Document segment.
2. The "Swiss cheese" model of accident is more properly known as the Reason Model, after James Reason. Each slice of cheese is a layer in our defences against an incident (training, procedures, design, etc) but there are 'holes' in each layer (human inattention, etc). Sometimes all the holes line up, allowing a straight path through to an incident. Also have a read up on the Boeing 'Chain of Events' model, where a chain of events lead to an incident; if any one of the 'links' in the chain were broken, the incident would not have occurred. A good example of this model is the collision of two 747s at Tenerife in 1977. - Fellow air crash investigators fans – regarding the segment that criticised the aircrew for not following the flight instruments.
If the pitot tubes ice up, (one or all of them), the effect can be catastrophic, not only are the standby instruments of air speed, and true airspeed disabled, but so are the main readouts of these functions (via an air data computer). But even more importantly those air speed parameters are critical inputs to the ‘air data computer’ which also has inputs to the, cockpit instruments (readouts) auto pilot, and stall warning, to name but a few.
It’s not so much that the pilots will be ignoring the instruments and going on gut feeling, it’s that they will be getting conflicting information in the cockpit. They may well be ‘flying on instinct’ but only because they are unable to resolve the good information from the bad.
There was a similar episode of air crash investigations where a pitot tube had not been covered the night before and a mud-wasp was had built a nest it the hole, in this case one set of instruments disagreed with another set, the resulting confusion was all to predictable.
It’s been a while since I worked on aircraft, but the actual pitot static system (the pipes and tubing that feeds the computer and instruments) is not redundant, only duplicated, and even then some of the pressure and static feed in a single point of failure.

Tasks for this exercise.
1: Answer these from the aviation safety text:
(a) Who is the Reason Model named after?
(b) What built a nest in the pitot tube that had been left uncovered?
(c) What event is given as a good example of the Boeing 'Chain of Events' model?
2: From the aviation safety text, reproduce word for word the passage from "If the pitot" up to and including "from the bad.".
The records that come next aren't needed for any of this.

Record list.
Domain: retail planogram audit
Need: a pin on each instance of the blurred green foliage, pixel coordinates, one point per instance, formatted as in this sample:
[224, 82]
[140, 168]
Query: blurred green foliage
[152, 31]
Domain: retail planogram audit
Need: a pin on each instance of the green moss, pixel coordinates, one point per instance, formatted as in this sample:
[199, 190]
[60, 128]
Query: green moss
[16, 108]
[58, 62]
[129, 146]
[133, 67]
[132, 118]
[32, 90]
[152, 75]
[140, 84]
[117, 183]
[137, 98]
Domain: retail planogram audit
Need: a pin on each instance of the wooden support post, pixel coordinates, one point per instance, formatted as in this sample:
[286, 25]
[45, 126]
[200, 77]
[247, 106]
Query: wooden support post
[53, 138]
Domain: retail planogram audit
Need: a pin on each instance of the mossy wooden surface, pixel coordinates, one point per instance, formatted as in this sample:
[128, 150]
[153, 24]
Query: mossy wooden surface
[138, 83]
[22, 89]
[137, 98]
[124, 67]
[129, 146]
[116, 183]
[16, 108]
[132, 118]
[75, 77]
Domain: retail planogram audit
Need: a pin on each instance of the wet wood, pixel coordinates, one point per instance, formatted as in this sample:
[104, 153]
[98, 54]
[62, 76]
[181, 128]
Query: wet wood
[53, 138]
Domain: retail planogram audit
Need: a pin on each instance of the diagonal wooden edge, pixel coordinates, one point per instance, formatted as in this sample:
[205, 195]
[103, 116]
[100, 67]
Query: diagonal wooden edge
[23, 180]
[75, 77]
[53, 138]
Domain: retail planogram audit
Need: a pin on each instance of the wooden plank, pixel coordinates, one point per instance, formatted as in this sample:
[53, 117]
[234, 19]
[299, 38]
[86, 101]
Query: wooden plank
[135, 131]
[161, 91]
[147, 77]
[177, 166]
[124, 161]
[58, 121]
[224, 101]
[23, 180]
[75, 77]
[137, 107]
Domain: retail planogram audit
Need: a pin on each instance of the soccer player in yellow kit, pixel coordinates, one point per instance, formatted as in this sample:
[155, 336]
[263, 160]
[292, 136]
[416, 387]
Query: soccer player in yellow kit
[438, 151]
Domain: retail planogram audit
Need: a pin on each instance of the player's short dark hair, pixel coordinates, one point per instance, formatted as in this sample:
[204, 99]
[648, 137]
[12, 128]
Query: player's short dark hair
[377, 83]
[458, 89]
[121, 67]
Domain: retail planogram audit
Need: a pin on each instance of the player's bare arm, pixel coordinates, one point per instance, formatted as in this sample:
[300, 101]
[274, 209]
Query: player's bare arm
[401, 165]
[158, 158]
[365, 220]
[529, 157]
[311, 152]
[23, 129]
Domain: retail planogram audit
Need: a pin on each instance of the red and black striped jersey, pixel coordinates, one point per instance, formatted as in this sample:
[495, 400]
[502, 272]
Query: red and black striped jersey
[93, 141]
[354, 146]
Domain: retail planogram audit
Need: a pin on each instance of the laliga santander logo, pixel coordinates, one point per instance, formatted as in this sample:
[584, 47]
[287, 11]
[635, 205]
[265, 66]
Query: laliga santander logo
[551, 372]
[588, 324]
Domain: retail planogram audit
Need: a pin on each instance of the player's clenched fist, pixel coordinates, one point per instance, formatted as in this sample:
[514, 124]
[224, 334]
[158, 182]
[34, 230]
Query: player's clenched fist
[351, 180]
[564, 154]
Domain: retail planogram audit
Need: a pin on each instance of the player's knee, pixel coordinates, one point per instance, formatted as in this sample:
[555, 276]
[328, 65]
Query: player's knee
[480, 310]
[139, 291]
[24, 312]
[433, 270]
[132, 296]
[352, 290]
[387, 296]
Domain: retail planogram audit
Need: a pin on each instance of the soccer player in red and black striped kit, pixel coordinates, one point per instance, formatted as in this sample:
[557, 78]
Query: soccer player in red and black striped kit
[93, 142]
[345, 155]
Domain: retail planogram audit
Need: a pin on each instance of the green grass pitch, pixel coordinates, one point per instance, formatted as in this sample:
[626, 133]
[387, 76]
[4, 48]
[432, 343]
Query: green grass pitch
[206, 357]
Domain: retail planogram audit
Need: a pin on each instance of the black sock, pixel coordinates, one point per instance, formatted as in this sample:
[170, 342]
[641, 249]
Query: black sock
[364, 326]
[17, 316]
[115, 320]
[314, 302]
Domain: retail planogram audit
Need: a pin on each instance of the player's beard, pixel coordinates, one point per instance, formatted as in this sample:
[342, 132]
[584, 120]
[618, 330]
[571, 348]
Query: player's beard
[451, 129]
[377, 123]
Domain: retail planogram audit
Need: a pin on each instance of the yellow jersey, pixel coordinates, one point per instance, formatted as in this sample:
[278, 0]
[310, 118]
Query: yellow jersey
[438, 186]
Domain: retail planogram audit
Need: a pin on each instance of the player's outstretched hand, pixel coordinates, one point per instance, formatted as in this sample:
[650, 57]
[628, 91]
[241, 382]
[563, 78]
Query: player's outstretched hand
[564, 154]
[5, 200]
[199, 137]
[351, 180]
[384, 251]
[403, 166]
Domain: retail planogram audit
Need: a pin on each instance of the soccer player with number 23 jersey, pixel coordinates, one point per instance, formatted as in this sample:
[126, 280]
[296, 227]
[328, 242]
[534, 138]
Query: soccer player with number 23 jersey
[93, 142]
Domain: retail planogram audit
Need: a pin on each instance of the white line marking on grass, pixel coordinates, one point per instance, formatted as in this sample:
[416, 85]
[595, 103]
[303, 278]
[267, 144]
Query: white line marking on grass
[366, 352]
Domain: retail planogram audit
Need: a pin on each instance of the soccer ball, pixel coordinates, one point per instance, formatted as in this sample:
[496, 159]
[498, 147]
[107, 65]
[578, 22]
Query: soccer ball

Task solutions.
1:
(a) James Reason.
(b) A mud-wasp.
(c) The collision of two 747s at Tenerife in 1977.

2:
If the pitot tubes ice up, (one or all of them), the effect can be catastrophic, not only are the standby instruments of air speed, and true airspeed disabled, but so are the main readouts of these functions (via an air data computer). But even more importantly those air speed parameters are critical inputs to the ‘air data computer’ which also has inputs to the, cockpit instruments (readouts) auto pilot, and stall warning, to name but a few.
It’s not so much that the pilots will be ignoring the instruments and going on gut feeling, it’s that they will be getting conflicting information in the cockpit. They may well be ‘flying on instinct’ but only because they are unable to resolve the good information from the bad.